2021年07月31日

設計

随分と仕事の投稿もしていなかったですね。


それどころか、もうすっかりブログを投稿しなくなりました。
「糸」が切れてしまったような感じです。っていうか、
感じだったな。テンションは、ピークを迎えてしまった。
もう何もかも限界だったのかもしれない。
私は全てを完璧にこなしたいと考える性格だ。
それが何より自分を苦しめる要因に成っているんだと、
気がついてはいたのだが、知らない振りをしてきたように
今となっては感じている。負けたくなかった。

理想とする自分に「なれない」ように感じたからだ。
結果的に、そのようになった。成れなかった。
っていうか、成れないものなのだ。人間は。
いくつかの出会いによって、その「抗い」は間違っても
いなくて、また普通の出来事なんだと、この年になって
やっと理解することが出来た。
受け入れることが出来たという感覚だ。
自分ひとりの「せい」だけで自分の人生が決まっている
訳では無いと、やっと知ることが出来た。
このような簡単なことに気がつくまでに、なんと時間が
掛かったことか。これも人生だ。

設計の仕事は切れ間無くやっていた。楽しい仕事と、
そうでない仕事って括りは無い。いずれの仕事も
「楽しい期間」と「地獄の期間」が存在する。
やはり詳細を詰めてゆくと、苦しくなってくる。
これは山の景色を遠くから眺めているのと同じだ。
山を登り始め、森に分け入って行くと、様々な困難に
出会う。知恵も辛抱も慎重さも必要だ。

ただ。
最近になって、よく思い出す言葉がある。友人のお父様が
友人に向けて言った言葉だ。
「終わらない仕事は無い」

その言葉を聞いたのは、もう20年は前のことだ。当時は
全くピント来なかった。だが最近になって何度か脳裏をよぎり、
娘に向って言ったのだ。
娘がAO受験のためのポートフォリオ製作に苦慮している
様子を見て、何を指導したらよいのか考えたときに頭に
浮かんできた。
誰でも「やったことが無い」ことを始めるのは億劫だし、
勇気もいる。分かっちゃいるけど、中々手が付けられない。
始めてみても、ひとつひとつに、つまづく。
根気が続かない。誰でもだ。

しかし長く生きてくれば、無駄に生きてこなければ、怠惰に
生きてこなければ、流されずに生きてくれば、誰もが知る
ことになる「終点の存在」。
始めたものは完成は無くても終わりが有る。
真っ白なケント紙に「たったの一本の線」が引かれ、やがて
無数の線は「面」を構成し、明と暗を生み出し、空間を表現して、
最後には作者の「想い」を伝えるに至る。

一度自分で出来たことは再度出来るという「確信」に変わる。
大切なことは「自分で」最後までやるということだ。
今週の水曜日に、やっと白模型を持って、請負先を訪問した。
クライアントも初めて見る白模型。製作に丸々2週間掛かった。

**課題内容 a**
下の行のうち、文字列「cloud」を含む行をすべて書き写して報告すること。大文字と小文字は区別する。

**入力データ**
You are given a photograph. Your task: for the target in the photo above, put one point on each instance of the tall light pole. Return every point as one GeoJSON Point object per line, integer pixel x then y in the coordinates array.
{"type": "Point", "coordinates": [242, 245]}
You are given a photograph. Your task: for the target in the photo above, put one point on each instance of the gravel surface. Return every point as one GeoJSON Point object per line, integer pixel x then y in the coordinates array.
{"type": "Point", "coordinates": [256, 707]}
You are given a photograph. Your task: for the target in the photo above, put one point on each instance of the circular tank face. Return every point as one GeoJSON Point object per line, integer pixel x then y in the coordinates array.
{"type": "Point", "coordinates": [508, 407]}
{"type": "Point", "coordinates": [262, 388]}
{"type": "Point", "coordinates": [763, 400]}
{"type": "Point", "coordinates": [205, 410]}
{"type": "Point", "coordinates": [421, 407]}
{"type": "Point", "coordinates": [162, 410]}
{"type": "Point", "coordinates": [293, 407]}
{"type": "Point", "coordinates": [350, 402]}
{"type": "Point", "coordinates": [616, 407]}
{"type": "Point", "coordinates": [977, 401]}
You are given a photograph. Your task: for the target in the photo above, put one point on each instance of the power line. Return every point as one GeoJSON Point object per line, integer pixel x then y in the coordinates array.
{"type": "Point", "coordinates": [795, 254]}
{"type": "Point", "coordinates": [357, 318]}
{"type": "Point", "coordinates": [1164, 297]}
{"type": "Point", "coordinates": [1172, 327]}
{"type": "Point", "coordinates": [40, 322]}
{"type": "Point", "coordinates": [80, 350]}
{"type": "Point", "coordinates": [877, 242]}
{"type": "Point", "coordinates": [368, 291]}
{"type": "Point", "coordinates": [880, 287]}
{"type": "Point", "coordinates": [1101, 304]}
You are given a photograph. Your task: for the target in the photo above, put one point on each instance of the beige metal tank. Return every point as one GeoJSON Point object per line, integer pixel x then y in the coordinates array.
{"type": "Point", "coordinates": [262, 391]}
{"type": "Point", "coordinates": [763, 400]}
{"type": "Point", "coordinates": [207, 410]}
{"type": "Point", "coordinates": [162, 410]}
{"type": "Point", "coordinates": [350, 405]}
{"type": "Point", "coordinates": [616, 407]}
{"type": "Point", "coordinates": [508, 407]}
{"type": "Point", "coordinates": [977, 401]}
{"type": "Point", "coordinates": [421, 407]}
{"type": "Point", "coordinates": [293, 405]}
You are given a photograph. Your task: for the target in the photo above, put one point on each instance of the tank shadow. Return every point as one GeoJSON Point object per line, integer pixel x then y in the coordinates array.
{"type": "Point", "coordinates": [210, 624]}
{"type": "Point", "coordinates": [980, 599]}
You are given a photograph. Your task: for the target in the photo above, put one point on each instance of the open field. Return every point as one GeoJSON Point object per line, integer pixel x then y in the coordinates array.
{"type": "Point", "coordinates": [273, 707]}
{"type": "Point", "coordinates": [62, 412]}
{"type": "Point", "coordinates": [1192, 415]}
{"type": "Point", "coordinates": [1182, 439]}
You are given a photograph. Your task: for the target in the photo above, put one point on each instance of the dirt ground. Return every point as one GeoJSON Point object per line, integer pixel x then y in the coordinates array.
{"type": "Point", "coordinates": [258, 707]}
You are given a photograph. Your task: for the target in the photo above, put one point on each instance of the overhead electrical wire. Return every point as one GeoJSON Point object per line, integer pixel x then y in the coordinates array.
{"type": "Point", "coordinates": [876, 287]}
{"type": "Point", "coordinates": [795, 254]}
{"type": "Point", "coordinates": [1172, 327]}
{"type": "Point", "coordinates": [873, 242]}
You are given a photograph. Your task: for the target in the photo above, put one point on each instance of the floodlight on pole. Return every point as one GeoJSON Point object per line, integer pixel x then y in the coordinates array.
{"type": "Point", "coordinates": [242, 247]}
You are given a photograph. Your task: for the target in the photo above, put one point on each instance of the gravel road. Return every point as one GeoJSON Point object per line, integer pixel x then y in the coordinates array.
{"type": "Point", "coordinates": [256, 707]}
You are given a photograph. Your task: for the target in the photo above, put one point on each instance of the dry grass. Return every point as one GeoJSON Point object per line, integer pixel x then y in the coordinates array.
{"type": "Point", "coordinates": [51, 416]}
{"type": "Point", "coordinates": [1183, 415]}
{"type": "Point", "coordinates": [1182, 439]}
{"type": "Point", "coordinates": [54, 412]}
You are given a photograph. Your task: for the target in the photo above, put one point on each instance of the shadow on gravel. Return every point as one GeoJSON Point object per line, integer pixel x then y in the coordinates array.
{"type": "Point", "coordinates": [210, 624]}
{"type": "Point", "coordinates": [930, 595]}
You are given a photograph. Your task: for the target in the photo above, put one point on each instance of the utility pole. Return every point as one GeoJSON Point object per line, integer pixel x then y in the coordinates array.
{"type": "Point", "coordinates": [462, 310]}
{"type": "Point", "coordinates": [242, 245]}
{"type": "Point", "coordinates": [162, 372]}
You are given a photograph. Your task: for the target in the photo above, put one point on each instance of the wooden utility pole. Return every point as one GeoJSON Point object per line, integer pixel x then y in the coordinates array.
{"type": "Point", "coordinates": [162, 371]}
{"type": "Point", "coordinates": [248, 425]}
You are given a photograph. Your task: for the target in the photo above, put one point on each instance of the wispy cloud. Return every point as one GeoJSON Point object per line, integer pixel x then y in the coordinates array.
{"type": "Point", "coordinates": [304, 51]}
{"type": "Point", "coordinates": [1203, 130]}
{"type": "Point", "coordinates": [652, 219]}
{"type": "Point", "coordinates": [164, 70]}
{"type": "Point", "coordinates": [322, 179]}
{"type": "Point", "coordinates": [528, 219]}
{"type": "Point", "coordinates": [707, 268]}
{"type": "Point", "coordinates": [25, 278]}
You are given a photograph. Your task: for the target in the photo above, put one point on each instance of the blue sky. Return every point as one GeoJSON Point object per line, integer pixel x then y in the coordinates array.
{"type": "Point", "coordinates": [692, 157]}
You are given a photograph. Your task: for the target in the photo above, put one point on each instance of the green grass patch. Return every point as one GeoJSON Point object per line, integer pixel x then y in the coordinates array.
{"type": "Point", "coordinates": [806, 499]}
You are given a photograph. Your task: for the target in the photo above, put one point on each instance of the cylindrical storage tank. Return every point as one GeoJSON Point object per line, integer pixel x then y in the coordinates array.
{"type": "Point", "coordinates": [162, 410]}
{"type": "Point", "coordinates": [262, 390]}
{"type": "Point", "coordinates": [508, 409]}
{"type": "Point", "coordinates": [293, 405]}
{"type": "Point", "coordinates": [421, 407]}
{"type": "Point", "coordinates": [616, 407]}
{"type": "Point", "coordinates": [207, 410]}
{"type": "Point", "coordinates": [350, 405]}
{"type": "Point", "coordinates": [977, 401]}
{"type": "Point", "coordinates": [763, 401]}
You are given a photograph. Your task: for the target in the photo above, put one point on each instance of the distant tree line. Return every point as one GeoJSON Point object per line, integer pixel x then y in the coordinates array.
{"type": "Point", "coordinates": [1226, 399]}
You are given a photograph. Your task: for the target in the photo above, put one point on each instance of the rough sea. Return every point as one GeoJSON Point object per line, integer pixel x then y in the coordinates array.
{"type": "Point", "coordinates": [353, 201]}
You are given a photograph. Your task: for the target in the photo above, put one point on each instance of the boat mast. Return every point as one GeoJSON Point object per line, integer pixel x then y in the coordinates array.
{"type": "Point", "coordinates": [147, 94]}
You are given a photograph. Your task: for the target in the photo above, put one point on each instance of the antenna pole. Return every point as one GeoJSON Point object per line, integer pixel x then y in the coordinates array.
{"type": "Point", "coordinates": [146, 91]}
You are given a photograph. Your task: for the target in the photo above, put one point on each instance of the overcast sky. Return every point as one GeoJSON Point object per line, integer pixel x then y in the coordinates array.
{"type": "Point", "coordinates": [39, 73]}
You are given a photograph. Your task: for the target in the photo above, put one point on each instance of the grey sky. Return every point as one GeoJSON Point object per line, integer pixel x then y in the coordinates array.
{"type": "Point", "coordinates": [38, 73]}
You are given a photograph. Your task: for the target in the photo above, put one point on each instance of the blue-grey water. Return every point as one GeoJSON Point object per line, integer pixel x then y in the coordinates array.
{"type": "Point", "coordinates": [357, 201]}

**課題内容 b**
設計の仕事についての文章をもとに、次の問いに答えること。
(i) 友人のお父様が友人に向けて言った言葉は何か。
(ii) 娘が苦慮していたのは何の製作か。
(iii) 白模型の製作にはどれだけの期間が掛かったか。

**最終結果 a**
You are given a photograph. Your task: for the target in the photo above, put one point on each instance of the wispy cloud. Return every point as one GeoJSON Point object per line, integer pixel x then y in the coordinates array.

**最終結果 b**
(i) 「終わらない仕事は無い」
(ii) AO受験のためのポートフォリオ
(iii) 丸々2週間